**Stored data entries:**
Content starts

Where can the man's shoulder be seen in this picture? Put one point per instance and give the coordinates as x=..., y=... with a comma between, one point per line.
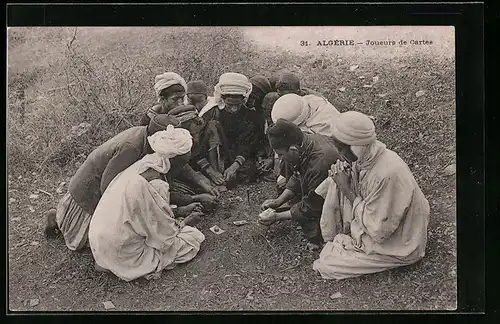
x=132, y=136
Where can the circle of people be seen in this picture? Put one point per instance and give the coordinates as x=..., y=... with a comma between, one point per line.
x=138, y=197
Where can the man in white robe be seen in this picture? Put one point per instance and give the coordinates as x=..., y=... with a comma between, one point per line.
x=133, y=232
x=375, y=216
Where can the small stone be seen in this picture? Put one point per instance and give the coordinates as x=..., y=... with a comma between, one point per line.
x=336, y=295
x=450, y=169
x=419, y=93
x=34, y=302
x=108, y=305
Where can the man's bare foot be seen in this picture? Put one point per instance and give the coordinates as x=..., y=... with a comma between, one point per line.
x=51, y=229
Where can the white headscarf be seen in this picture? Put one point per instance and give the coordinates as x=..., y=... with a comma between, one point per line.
x=229, y=83
x=167, y=79
x=292, y=108
x=171, y=142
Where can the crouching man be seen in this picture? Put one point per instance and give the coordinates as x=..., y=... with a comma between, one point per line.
x=374, y=216
x=311, y=156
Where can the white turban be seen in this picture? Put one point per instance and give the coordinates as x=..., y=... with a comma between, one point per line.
x=165, y=80
x=171, y=142
x=354, y=128
x=292, y=108
x=154, y=161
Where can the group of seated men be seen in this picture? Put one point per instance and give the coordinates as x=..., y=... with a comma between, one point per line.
x=341, y=184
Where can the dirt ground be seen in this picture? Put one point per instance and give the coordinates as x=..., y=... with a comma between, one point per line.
x=240, y=269
x=236, y=270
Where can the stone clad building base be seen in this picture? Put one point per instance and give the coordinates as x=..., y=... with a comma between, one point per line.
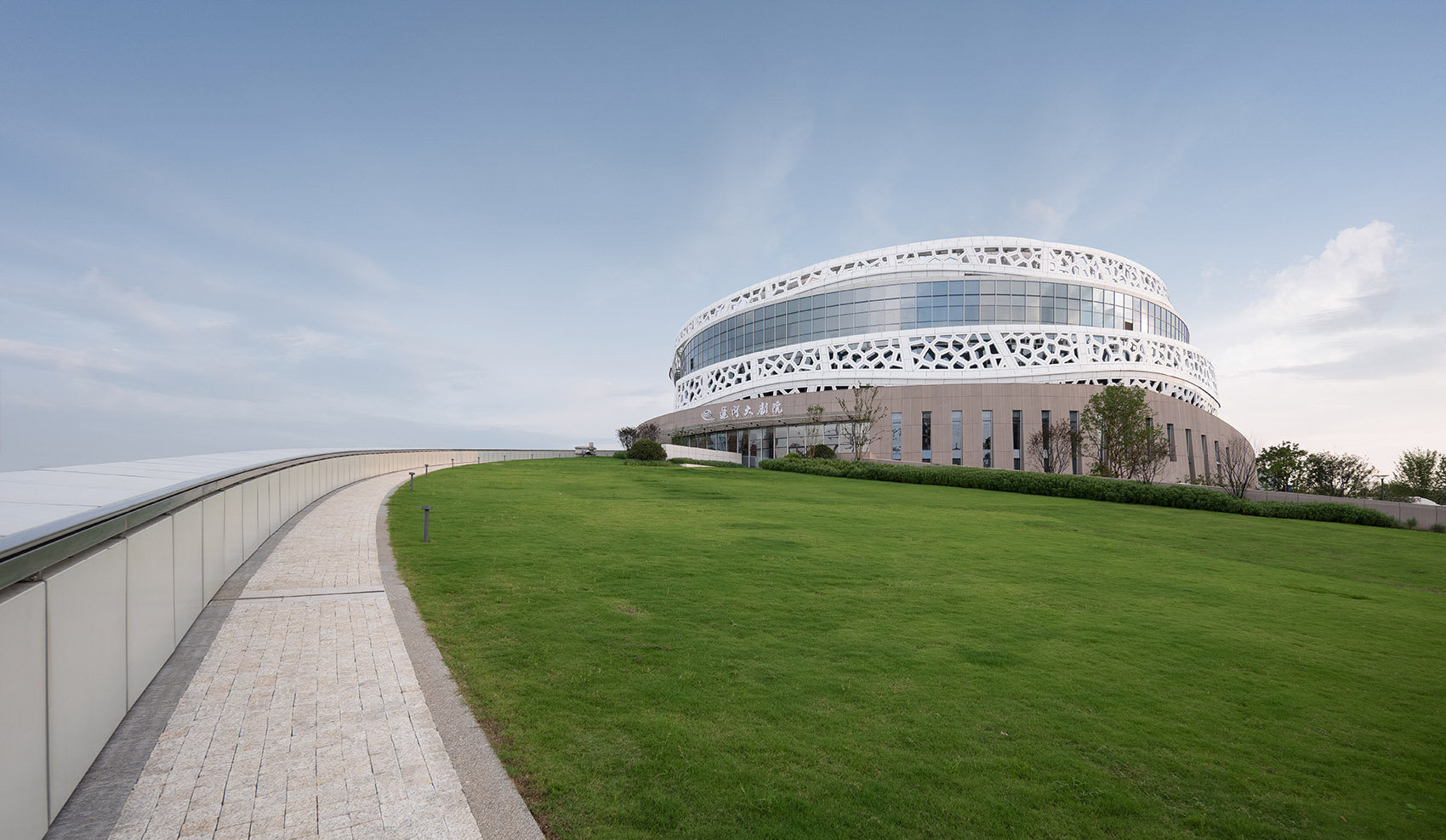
x=774, y=425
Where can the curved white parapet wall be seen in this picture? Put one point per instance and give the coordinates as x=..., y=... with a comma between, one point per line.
x=1101, y=318
x=103, y=570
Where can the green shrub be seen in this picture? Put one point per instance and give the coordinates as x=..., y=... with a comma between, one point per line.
x=1092, y=487
x=646, y=450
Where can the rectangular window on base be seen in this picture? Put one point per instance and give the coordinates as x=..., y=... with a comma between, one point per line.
x=1074, y=441
x=1045, y=439
x=1018, y=440
x=956, y=427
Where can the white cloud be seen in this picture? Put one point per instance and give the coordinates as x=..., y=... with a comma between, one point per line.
x=1322, y=357
x=62, y=359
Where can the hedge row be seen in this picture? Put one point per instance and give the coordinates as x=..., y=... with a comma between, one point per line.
x=1084, y=487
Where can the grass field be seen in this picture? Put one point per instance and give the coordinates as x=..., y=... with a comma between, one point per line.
x=692, y=652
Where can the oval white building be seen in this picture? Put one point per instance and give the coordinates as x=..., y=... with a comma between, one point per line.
x=946, y=323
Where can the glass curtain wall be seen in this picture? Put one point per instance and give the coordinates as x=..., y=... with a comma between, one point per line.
x=927, y=305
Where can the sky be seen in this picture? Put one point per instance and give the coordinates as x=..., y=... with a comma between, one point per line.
x=233, y=227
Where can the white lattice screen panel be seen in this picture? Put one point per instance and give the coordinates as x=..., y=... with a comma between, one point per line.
x=1159, y=365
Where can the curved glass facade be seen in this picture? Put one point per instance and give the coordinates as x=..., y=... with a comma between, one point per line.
x=925, y=305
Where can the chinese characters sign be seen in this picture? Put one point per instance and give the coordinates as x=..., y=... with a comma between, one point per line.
x=745, y=410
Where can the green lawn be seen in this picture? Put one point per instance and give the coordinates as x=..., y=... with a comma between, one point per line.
x=698, y=652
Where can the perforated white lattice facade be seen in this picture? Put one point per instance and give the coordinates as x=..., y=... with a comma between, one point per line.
x=959, y=353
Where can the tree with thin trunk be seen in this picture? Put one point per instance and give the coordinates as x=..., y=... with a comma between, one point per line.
x=1125, y=443
x=1282, y=468
x=811, y=431
x=1237, y=472
x=1420, y=473
x=1051, y=447
x=862, y=414
x=1332, y=474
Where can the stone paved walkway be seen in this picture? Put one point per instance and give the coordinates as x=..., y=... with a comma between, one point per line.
x=305, y=718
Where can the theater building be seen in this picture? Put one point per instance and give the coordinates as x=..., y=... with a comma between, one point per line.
x=973, y=343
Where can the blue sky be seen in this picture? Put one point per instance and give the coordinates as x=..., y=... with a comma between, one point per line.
x=456, y=224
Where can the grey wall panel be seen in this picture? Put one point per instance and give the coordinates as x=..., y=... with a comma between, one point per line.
x=86, y=661
x=213, y=544
x=274, y=497
x=288, y=502
x=235, y=530
x=262, y=509
x=250, y=528
x=149, y=603
x=187, y=553
x=24, y=781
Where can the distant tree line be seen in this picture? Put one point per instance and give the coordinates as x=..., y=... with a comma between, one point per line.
x=1287, y=466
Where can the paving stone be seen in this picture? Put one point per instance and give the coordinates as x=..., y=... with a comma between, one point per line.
x=305, y=718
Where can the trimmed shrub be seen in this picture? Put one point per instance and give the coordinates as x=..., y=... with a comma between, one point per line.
x=646, y=450
x=1092, y=487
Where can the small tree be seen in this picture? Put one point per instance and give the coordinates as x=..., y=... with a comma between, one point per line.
x=1330, y=474
x=862, y=414
x=1238, y=466
x=1051, y=447
x=1282, y=468
x=646, y=450
x=811, y=429
x=1125, y=443
x=1421, y=473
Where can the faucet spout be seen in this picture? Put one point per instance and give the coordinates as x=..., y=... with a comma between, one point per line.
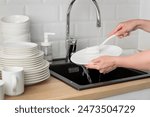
x=98, y=14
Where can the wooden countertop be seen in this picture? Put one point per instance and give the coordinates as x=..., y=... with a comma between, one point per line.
x=55, y=89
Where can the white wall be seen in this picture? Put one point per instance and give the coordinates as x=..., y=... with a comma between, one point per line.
x=144, y=37
x=50, y=15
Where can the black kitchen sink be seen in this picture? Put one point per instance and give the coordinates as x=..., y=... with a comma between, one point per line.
x=74, y=76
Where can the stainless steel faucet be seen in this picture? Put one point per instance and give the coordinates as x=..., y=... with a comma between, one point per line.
x=70, y=42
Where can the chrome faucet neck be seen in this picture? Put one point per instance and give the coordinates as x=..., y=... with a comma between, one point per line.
x=70, y=46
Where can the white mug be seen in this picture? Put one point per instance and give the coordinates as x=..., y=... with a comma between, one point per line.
x=14, y=80
x=2, y=90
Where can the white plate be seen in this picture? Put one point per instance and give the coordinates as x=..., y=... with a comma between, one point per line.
x=84, y=56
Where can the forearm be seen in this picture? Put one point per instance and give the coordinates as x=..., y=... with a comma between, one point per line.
x=143, y=25
x=139, y=61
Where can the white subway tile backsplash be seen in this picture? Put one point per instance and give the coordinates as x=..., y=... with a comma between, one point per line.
x=107, y=12
x=43, y=13
x=24, y=1
x=82, y=43
x=51, y=1
x=78, y=12
x=6, y=10
x=125, y=12
x=2, y=2
x=87, y=29
x=129, y=42
x=58, y=28
x=50, y=16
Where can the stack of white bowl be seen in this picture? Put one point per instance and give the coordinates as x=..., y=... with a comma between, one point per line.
x=26, y=55
x=15, y=28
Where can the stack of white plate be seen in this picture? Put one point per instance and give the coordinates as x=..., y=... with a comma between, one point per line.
x=26, y=55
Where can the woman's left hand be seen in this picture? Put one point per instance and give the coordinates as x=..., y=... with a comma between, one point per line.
x=104, y=64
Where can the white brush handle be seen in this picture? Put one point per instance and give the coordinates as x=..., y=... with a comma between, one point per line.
x=107, y=40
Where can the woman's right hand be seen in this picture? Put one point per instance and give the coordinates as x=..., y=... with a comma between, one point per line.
x=124, y=28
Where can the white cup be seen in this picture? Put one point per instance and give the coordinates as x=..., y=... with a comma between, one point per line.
x=2, y=90
x=14, y=80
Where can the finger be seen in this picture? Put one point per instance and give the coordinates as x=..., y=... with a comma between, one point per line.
x=126, y=34
x=92, y=66
x=109, y=69
x=96, y=60
x=119, y=27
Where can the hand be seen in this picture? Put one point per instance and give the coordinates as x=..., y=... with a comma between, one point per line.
x=124, y=28
x=104, y=64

Content ends

**WORK ITEM:**
Return exactly the lines from the line holding "Where can the finger" to the last line of the data, with both of those lines included and nothing added.

**RESPONSE AREA:**
Where can the finger be seen in this picture? Put one point per instance and give the coordinates as x=..., y=... with a comma between, one point per line.
x=126, y=34
x=92, y=66
x=109, y=69
x=96, y=60
x=119, y=27
Where can the hand be seen in this picture? Put one point per instance and give the coordinates as x=..., y=... with a comma between, one point per line.
x=124, y=28
x=104, y=64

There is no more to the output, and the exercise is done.